Exercise description
Extract the full set of records, then give each one again exactly.

Given data
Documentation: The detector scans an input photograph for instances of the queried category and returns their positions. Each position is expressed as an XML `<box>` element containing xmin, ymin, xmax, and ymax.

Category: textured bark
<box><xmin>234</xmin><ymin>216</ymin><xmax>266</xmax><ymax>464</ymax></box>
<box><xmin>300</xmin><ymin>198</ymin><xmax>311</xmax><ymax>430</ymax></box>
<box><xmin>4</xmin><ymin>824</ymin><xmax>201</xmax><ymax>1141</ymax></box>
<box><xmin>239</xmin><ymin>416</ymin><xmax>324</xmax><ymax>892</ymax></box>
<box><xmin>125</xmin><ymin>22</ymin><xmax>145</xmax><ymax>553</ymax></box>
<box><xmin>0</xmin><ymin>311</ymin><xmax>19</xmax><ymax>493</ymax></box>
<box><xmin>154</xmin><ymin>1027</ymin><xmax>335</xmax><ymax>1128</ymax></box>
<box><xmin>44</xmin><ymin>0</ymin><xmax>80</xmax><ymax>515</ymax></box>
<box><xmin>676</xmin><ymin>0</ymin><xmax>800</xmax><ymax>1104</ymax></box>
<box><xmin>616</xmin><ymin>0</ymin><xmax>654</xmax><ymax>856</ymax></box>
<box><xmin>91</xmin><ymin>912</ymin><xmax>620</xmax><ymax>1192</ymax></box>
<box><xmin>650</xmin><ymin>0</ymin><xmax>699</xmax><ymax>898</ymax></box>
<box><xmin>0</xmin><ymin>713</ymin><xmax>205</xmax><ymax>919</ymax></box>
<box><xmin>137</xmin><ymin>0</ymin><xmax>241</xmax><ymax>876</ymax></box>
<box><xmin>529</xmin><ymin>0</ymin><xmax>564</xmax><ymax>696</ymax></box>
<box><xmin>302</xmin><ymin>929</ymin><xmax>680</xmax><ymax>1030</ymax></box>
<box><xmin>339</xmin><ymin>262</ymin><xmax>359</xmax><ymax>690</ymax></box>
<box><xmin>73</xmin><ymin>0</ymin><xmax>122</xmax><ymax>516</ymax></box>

Exercise response
Documentation: The detector scans an input photograph for instances of the queried category and returns their positions. Each position is expressed as an XML `<box>` element containing xmin, ymin, xmax, and ymax.

Category: textured bark
<box><xmin>234</xmin><ymin>216</ymin><xmax>266</xmax><ymax>464</ymax></box>
<box><xmin>300</xmin><ymin>198</ymin><xmax>311</xmax><ymax>430</ymax></box>
<box><xmin>4</xmin><ymin>824</ymin><xmax>201</xmax><ymax>1141</ymax></box>
<box><xmin>239</xmin><ymin>416</ymin><xmax>324</xmax><ymax>892</ymax></box>
<box><xmin>125</xmin><ymin>22</ymin><xmax>145</xmax><ymax>553</ymax></box>
<box><xmin>0</xmin><ymin>311</ymin><xmax>19</xmax><ymax>493</ymax></box>
<box><xmin>154</xmin><ymin>1027</ymin><xmax>335</xmax><ymax>1128</ymax></box>
<box><xmin>44</xmin><ymin>0</ymin><xmax>80</xmax><ymax>515</ymax></box>
<box><xmin>676</xmin><ymin>0</ymin><xmax>800</xmax><ymax>1104</ymax></box>
<box><xmin>616</xmin><ymin>0</ymin><xmax>654</xmax><ymax>856</ymax></box>
<box><xmin>91</xmin><ymin>912</ymin><xmax>620</xmax><ymax>1192</ymax></box>
<box><xmin>650</xmin><ymin>0</ymin><xmax>699</xmax><ymax>898</ymax></box>
<box><xmin>0</xmin><ymin>713</ymin><xmax>205</xmax><ymax>919</ymax></box>
<box><xmin>137</xmin><ymin>0</ymin><xmax>241</xmax><ymax>876</ymax></box>
<box><xmin>529</xmin><ymin>0</ymin><xmax>564</xmax><ymax>696</ymax></box>
<box><xmin>302</xmin><ymin>929</ymin><xmax>680</xmax><ymax>1030</ymax></box>
<box><xmin>339</xmin><ymin>262</ymin><xmax>359</xmax><ymax>690</ymax></box>
<box><xmin>73</xmin><ymin>0</ymin><xmax>122</xmax><ymax>516</ymax></box>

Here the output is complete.